--- Start SELECTED PASSAGE ---

Mammad Said Ordubadi (; 24 March 1872, Ordubad - 1 May 1950, Baku) was  Azerbaijani writer, poet, playwright and journalist. 

Ordubadi, started his career as a poet. His articles and poetry were published in many of the magazines in Azerbaijani language at that time. During the Iranian Constitutional Revolution, Ordubadi joined Muslim Social Democratic Party (Hummet). He then published Bloody Years about the clashes between Armenian and Azerbaijani populations in 1905. In 1918, he joined to Communist Party and his articles have published in the official newspaper of Hummet organization. He, along with XI Red Army, goes to Dagestan and publishes Red Dagestan magazine there. After the Sovietization of Azerbaijan he returns to Baku.

Today, Ordubadi is remembered as one of the most important intellectuals of Azerbaijan during Soviet era. He served twice as a deputy of the Supreme Soviet of the Azerbaijan SSR, the highest legislative institution in the country. His novels include Sword and the Pen, about the personality of Nizami Ganjavi, Foggy Tabriz about the Iranian constitutional revolution, also Mysterious Baku and Fighting City which both are about the revolutionary activities of Bolsheviks and 26 Baku Commissars. He also published articles about Narimanovism about the activity of national communism symbol in Azerbaijan, Nariman Narimanov.

Biography

Early life
He was initially educated at religious school, medrese, and later studied at Mahammad Sidgi's secular school "Əxtər" (Star). Mahammad Sidgi was well-known intellectual for his enlightenment activity in Russian Azerbaijan and the rest of Caucasus in the beginning of the 20th century. 

Mammed Said lost his father at early age and had to work in a textile factory.

--- End SELECTED PASSAGE ---
--- Start SUPPLIED INFORMATION ---

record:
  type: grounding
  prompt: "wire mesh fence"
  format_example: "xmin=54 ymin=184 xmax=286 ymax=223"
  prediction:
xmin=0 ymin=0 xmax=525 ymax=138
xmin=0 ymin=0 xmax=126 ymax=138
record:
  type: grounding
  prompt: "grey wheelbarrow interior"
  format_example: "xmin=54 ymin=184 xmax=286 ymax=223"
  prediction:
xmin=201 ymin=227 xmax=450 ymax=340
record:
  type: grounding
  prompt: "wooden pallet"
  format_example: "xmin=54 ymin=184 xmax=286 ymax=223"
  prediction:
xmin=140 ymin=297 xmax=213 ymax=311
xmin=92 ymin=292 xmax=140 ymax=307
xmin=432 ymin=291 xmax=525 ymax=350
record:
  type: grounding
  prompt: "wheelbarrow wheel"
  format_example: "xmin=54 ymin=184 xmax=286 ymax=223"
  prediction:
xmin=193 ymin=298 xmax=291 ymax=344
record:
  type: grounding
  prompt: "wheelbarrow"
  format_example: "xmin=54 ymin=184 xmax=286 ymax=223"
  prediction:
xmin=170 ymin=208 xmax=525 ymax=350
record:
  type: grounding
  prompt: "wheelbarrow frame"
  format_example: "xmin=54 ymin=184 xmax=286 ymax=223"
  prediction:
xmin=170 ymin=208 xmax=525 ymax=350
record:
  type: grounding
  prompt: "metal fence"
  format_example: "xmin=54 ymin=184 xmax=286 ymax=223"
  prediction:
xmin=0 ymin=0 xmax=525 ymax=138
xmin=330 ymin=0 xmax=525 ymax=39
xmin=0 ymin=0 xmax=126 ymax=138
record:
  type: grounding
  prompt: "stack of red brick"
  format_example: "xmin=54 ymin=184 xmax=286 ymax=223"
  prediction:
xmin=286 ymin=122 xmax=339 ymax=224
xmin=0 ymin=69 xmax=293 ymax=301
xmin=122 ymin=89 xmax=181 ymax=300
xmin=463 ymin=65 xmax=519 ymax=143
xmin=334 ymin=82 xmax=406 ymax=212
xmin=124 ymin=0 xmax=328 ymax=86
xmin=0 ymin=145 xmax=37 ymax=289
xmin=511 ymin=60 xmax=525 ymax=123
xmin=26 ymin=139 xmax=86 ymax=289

--- End SUPPLIED INFORMATION ---

WHAT THE TASK ASKS:
Copy out the entire Ordubadi biography word for word. Work only from the Ordubadi biography and leave the listing aside.

EXERCISE ANSWER:
Mammad Said Ordubadi (; 24 March 1872, Ordubad - 1 May 1950, Baku) was  Azerbaijani writer, poet, playwright and journalist. 

Ordubadi, started his career as a poet. His articles and poetry were published in many of the magazines in Azerbaijani language at that time. During the Iranian Constitutional Revolution, Ordubadi joined Muslim Social Democratic Party (Hummet). He then published Bloody Years about the clashes between Armenian and Azerbaijani populations in 1905. In 1918, he joined to Communist Party and his articles have published in the official newspaper of Hummet organization. He, along with XI Red Army, goes to Dagestan and publishes Red Dagestan magazine there. After the Sovietization of Azerbaijan he returns to Baku.

Today, Ordubadi is remembered as one of the most important intellectuals of Azerbaijan during Soviet era. He served twice as a deputy of the Supreme Soviet of the Azerbaijan SSR, the highest legislative institution in the country. His novels include Sword and the Pen, about the personality of Nizami Ganjavi, Foggy Tabriz about the Iranian constitutional revolution, also Mysterious Baku and Fighting City which both are about the revolutionary activities of Bolsheviks and 26 Baku Commissars. He also published articles about Narimanovism about the activity of national communism symbol in Azerbaijan, Nariman Narimanov.

Biography

Early life
He was initially educated at religious school, medrese, and later studied at Mahammad Sidgi's secular school "Əxtər" (Star). Mahammad Sidgi was well-known intellectual for his enlightenment activity in Russian Azerbaijan and the rest of Caucasus in the beginning of the 20th century. 

Mammed Said lost his father at early age and had to work in a textile factory.